-- TEXT BLOCK follows --

Lichen simplex chronicus (choice “b”), also known as neurodermatitis, was a good possibility, since it is the consequence of chronic rubbing or scratching in response to the itching caused by, for example, eczema.
Psoriasis (choice “c”) usually has adherent white scale on its surface, unless it’s in an intertriginous (skin on skin) area where scale gets rubbed off by friction.
The patient’s actual diagnosis, however, turned out to be Paget’s disease (choice “d”). See the Discussion for relevant details.
DISCUSSION
Biopsy showed changes consistent with a type of skin cancer called extramammary Paget’s disease (EMPD), an intradermal adenocarcinoma that tends to develop in areas where apocrine glands are found (eg, the anogenital and axillary areas).
The majority of EMPD cases represent adenocarcinoma in situ with extension from adnexal structures. Intraepidermal metastasis from noncutaneous adenocarcinomas (via local or lymphatic routes) accounts for a significant minority of cases (< 25%). Urogenital and colorectal carcinomas are the most common.

-- TEXT BLOCK concluded --
-- RECORD EXTRACTS follows --

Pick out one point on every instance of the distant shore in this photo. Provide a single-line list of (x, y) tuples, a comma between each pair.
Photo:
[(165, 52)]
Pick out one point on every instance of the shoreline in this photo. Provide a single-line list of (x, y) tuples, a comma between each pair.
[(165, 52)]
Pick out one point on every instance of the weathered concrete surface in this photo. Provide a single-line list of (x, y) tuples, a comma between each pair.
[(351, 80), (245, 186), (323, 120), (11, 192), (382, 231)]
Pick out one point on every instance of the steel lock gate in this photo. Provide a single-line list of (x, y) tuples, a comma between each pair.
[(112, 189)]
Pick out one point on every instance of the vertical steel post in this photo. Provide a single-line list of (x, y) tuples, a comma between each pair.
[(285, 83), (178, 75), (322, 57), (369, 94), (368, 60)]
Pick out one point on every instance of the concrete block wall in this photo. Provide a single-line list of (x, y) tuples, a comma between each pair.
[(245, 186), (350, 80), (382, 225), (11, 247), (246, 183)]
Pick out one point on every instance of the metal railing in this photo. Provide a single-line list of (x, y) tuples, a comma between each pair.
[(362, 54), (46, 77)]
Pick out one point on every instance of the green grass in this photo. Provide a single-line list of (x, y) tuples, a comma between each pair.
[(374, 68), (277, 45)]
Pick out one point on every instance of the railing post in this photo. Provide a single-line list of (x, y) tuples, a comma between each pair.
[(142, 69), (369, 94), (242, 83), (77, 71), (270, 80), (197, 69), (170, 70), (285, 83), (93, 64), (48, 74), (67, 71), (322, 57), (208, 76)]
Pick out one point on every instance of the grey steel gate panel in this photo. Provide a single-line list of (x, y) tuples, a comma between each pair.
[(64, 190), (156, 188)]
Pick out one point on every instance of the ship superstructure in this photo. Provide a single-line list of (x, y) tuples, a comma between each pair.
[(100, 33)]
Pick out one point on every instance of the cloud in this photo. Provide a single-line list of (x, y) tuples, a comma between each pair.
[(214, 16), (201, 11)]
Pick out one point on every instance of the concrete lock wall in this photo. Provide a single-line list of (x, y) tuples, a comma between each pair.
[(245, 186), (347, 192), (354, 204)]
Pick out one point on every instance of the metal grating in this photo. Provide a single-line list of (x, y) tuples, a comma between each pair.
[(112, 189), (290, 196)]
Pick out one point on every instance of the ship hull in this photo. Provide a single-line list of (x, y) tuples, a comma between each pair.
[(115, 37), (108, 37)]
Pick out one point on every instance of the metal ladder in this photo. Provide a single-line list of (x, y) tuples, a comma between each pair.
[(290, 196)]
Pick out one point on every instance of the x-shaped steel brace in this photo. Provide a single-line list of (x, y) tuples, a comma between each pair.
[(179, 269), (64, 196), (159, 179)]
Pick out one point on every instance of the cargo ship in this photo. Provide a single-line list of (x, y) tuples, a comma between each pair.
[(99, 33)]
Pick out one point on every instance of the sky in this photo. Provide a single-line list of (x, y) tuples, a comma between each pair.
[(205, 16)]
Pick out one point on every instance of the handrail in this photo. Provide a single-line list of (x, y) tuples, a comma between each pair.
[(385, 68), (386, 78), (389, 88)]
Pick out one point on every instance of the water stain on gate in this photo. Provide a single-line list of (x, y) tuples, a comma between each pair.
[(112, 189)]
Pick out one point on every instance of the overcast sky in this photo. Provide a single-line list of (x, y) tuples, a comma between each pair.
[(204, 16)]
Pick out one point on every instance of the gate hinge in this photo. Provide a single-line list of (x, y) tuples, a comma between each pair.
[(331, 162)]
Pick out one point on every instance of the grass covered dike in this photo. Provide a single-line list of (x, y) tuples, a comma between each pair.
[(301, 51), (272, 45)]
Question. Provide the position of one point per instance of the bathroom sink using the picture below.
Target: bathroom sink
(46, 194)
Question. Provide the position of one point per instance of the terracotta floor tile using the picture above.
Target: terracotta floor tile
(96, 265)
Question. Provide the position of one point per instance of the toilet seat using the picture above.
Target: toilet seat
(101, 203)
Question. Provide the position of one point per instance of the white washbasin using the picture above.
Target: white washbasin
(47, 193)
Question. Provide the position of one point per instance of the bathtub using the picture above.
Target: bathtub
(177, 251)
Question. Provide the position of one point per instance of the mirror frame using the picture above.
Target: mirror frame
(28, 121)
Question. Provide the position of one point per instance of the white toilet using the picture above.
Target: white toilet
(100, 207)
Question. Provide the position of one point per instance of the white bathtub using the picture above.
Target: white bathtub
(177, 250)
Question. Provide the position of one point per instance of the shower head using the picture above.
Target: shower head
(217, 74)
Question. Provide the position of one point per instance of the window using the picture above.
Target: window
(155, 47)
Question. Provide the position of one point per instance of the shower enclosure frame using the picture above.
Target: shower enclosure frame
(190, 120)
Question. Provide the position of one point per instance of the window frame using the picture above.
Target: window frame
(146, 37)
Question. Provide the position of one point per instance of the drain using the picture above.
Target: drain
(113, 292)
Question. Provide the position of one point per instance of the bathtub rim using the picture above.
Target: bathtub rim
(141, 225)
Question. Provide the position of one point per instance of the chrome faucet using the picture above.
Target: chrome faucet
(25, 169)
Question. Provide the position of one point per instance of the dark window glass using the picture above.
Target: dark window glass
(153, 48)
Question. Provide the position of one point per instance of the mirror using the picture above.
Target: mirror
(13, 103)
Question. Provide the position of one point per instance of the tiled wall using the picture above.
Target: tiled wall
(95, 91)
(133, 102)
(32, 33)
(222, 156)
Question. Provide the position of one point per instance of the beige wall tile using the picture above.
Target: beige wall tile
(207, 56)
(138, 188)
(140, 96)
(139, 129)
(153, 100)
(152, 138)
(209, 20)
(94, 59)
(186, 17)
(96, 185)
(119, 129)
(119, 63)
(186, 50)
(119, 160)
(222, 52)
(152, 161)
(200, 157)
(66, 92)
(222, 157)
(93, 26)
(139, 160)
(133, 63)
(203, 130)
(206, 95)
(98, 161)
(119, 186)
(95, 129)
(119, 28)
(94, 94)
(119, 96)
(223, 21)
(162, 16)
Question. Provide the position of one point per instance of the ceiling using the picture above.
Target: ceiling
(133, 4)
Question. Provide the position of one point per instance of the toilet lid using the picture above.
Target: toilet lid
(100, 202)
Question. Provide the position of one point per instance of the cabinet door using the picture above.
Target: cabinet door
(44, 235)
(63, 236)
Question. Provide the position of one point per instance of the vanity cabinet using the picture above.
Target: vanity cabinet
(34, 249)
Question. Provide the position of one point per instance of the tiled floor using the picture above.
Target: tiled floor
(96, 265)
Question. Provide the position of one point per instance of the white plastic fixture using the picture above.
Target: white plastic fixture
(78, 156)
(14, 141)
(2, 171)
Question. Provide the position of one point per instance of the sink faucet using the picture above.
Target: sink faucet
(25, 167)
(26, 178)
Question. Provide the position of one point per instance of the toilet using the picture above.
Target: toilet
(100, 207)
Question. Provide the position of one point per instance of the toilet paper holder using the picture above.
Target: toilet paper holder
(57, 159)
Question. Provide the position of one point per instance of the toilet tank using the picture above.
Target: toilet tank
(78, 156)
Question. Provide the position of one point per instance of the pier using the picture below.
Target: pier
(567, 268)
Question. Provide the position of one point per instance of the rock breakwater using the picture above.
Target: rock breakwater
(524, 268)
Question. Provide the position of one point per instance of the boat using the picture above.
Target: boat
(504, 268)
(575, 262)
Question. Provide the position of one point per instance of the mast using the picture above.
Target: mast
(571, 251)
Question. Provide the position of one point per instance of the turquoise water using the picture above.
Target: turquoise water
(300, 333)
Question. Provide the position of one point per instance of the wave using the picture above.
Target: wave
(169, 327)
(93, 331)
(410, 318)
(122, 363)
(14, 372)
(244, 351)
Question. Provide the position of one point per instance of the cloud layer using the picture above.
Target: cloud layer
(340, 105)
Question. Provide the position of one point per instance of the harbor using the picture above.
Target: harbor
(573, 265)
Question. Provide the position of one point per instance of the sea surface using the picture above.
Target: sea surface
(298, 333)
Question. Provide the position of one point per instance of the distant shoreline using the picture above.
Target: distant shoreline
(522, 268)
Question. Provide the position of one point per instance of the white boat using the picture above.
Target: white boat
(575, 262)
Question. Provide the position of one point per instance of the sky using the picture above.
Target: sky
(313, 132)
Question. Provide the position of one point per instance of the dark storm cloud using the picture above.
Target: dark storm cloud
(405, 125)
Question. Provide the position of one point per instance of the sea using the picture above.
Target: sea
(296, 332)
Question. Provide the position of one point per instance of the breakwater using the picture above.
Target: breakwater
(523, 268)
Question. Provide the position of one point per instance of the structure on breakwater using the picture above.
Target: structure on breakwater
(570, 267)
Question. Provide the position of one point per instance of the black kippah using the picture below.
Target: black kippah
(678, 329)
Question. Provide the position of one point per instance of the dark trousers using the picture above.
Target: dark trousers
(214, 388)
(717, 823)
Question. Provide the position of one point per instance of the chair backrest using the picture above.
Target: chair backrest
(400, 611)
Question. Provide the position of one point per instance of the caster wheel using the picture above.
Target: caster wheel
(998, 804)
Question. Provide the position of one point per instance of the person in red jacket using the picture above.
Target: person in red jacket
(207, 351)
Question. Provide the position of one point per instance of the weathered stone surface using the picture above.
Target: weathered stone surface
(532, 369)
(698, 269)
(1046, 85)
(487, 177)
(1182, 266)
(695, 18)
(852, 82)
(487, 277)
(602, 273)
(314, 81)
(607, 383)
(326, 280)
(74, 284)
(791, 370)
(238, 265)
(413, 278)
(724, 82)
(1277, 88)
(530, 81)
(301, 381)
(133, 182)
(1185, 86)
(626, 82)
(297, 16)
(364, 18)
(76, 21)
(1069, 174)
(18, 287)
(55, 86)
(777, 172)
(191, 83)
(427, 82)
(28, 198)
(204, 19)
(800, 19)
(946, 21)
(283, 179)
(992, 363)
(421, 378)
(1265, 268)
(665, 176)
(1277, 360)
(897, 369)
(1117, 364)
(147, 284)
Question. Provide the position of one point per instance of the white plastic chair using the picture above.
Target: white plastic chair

-- RECORD EXTRACTS concluded --

#### WORK INSTRUCTIONS
a – Condense the paragraph in the text on extramammary Paget's disease that begins "The majority of EMPD cases" into a short bulleted list, keeping its main facts.
b – Carry on the text on extramammary Paget's disease, starting after its final sentence.

#### ANSWERS TO THE EXERCISES
a –
- Most EMPD cases are adenocarcinoma in situ extending from adnexal structures.
- A significant minority (< 25%) result from intraepidermal metastasis of noncutaneous adenocarcinomas, via local or lymphatic routes.
- Urogenital and colorectal carcinomas are the most common of these sources.

b –
EMPD is more common in women and is rare before age 40. In addition to the usual intertriginous areas, other sites in which it may be found include eyelids and ears. The lesions typically itch but rarely hurt; they do, however, inevitably grow larger and more extensive.
The histologic changes of EMPD are identical to those seen in mammary Paget’s disease, though the latter virtually always involves the areola and nipple. It also signals the presence of an underlying intraductal breast cancer.
The main teaching point to be gleaned from this case is the concept of “cancer presenting as a rash,” of which there are several examples: cutaneous T-cell lymphoma, B-cell lymphoma, metastatic breast cancer, superficial basal cell carcinoma, and intraepidermal squamous cell carcinoma (Bowen’s disease).
EMPD is especially prone to being overlooked, not only because groin rashes are so common but also because most skin cancers are “lesional” (ie, they take the form of a papule or nodule). Any rash that proves to be unresponsive to ordinary treatment should be either referred to dermatology or biopsied.
TREATMENT
This patient was prescribed imiquimod 5% cream, to be applied three times a week, which has a good chance of clearing the condition (but only after three to four months of application). If this fails, the patient will be referred for Mohs surgery.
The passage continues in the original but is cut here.